• _SUPPLIED PASSAGE_
# # # # # # #

If RSA-2048 is practically broken or breakable:

The public web and code signing PKIs collapse overnight. Most certificate authorities use RSA-2048 either for the roots or intermediates. The HN site not only uses a RSA-2048 key in its own certificate, the CA issuing that certificate and the root CA issuing the intermediate also do.

All data transmitted without forward secrecy on most web sites is compromised. Most websites nowadays use forward secrecy and/or ECDSA, but data sent years ago may still be of value (e.g. passwords) and become decryptable now.

Any data (e.g. backups, past e-mails) encrypted using RSA keys is at risk.

Any authentication system relying on RSA keys has a problem. This can include systems like smartcards or HSMs that are hard to update, software or firmware updates, etc. Banking too.

Edit to add - if RSA-1024 is practically breakable but RSA-2048 is not: some systems that relied on RSA-1024 have a problem. These should be rare, but sometimes legacy doesn't get updated until it becomes an absolute emergency. Everyone realizes that RSA-2048 is only a matter of time, that time is running out quicker than expected, and starts upgrading to ECDSA with more urgency. This will likely take a long time due to legacy hardware.


Surely I'm not the only one who read this and thought "I wonder how long the NSA have known this result, and how much better their internal attacks are than public academic results? I wonder how much of their 'full take' internet backbone archive has been decrypted and keyword mined?"


There was a quote in a newspaper I unfortunately forget the location of about four years ago about a massive break through in encryption by the NSA post Snowden. Enough subtle hints about it. My working assumption had been it was RSA related. I noticed for example some interesting organisations changed their guidelines about its usage in past three years or so.


If it is what I think it is, then it's commonly believed that they broke commonly used Diffie-Hellman parameters, allowing them to break any connection encrypted using those.

# # # # # # #

• _Saved entries_

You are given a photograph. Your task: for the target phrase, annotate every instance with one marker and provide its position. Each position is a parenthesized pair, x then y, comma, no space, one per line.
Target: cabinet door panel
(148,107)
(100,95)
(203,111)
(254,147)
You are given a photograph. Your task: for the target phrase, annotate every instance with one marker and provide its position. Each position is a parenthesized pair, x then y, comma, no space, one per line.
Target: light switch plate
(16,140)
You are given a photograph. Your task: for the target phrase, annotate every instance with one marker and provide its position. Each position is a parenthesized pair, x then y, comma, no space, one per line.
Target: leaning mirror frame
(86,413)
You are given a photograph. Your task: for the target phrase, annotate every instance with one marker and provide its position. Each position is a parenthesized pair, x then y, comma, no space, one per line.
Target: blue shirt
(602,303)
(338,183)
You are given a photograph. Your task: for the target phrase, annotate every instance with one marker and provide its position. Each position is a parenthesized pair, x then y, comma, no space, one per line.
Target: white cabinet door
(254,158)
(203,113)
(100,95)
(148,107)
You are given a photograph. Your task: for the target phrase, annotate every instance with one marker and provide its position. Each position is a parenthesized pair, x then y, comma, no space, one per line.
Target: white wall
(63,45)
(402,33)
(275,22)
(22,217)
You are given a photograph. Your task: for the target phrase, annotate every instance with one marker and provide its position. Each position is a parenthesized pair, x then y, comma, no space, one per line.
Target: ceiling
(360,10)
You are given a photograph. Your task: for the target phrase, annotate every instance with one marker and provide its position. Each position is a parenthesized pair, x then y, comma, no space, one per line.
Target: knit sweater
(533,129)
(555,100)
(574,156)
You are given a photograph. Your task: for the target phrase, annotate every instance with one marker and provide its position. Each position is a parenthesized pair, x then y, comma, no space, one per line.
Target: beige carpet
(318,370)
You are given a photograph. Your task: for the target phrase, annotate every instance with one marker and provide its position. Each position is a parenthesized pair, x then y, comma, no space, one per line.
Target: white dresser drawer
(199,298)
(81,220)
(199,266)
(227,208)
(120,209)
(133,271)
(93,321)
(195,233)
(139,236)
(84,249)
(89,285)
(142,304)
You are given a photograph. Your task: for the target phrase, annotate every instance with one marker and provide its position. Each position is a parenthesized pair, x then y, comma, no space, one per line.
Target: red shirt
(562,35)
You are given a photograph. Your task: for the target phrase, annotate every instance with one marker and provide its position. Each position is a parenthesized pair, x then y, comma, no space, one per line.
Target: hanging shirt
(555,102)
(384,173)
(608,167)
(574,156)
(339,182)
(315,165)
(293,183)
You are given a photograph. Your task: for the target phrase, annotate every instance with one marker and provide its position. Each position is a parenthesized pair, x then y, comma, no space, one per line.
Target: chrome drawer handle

# # # # # # #

• _TO BE DONE_
• A. Display each line of the listing that contains the string "door", treating uppercase and lowercase letters as different.
• B. Resume the comments on RSA-2048 being broken, picking up right after their last sentence.
This listing is unrelated to the comments about RSA above.

• _IN RESPONSE_
• A.
Target: cabinet door panel
Target: white cabinet door

• B.
The parameters can, in theory, be safely used by everyone, and generating them is relatively expensive. But because a few of these parameters were extremely widely used, and they were only 1024 bits strong, it is believed that a gargantuan effort to break them was worth it and the NSA did it.


Which organizations changed their guidelines?


This has been speculated since logjam was discovered.


>All data transmitted without forward secrecy on most web sites is compromised.

Forward secrecy does not protect against broken cryptography, so this is more about what methods were used and how much an new technique like this affects them.


True, but it does protect against broken RSA. Because RSA is a not used to encrypt the actual data. That's probably using AES.


If you break RSA then you get the AES session key. You don't have to break the AES.


Nope. Whilst that's how TLS_RSA_WITH_AES_128_CBC_SHA works, this not how Forward Secrecy enabled suites like TLS_ECDHE_RSA_WITH_AES_256_GCM_SHA384 work. Most sites (and certainly any sites that think they're "secure") thus are not affected in this way.

In TLS 1.3 all suites (such as TLS_AES_128_GCM_SHA256) have forward secrecy so it isn't even explicitly called out.

In these modern modes (and in other modern protocols like SSH) the two peers agree random ephemeral keys (these days with Elliptic Curve Diffie Hellman) and long term private keys are only used to sign things to prove who you're talking to over the resulting securely encrypted connection.

So if you break RSA you can forge those signatures but you can't decrypt messages sent to and from the legitimate owner of the keys, those were, as your parent explained, secured with AES and not RSA. You would need to perform a live active attack, a MitM to interpose between the real server and its clients so as to decrypt all messages in transit.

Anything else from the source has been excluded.